Supplied entries:
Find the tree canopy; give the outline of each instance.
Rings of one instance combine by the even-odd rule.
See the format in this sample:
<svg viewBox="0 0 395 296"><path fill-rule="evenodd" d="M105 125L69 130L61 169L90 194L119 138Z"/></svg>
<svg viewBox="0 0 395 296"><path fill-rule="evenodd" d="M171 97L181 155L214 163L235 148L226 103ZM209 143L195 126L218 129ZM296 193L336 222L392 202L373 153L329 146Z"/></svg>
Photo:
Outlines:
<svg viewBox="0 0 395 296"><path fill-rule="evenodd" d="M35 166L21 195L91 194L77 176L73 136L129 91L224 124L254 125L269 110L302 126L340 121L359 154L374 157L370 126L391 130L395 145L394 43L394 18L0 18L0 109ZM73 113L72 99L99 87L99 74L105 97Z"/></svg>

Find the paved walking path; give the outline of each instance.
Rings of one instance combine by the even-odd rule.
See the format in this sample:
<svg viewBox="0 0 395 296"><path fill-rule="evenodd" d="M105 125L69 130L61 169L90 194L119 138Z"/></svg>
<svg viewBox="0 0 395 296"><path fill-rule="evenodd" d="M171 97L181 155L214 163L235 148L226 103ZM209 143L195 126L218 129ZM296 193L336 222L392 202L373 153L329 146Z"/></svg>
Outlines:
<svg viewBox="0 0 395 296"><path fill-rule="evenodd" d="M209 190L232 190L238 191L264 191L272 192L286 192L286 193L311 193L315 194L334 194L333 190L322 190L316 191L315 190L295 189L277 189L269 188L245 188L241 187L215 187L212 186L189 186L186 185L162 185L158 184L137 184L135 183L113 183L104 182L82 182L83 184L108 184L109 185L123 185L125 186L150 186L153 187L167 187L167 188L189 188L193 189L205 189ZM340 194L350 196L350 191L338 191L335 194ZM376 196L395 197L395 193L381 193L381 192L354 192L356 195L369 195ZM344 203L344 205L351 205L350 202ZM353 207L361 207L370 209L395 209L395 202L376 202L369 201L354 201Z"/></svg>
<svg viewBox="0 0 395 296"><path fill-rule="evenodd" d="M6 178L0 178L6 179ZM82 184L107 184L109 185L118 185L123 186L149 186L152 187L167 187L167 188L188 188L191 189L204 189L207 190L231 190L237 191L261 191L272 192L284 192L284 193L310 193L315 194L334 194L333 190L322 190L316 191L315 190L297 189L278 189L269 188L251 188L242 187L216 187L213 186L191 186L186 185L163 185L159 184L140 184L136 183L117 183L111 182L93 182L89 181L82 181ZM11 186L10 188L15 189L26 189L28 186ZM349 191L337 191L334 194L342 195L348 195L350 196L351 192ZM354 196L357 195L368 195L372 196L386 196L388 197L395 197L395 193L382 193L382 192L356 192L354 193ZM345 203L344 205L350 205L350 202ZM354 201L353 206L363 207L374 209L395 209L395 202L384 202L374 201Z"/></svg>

Work required:
Pick out every line above that contains the word "give", and copy each one. Uppercase and lowercase must match.

Exercise output:
Find the tree canopy; give the outline of each instance.
Find the paved walking path; give the outline of each instance.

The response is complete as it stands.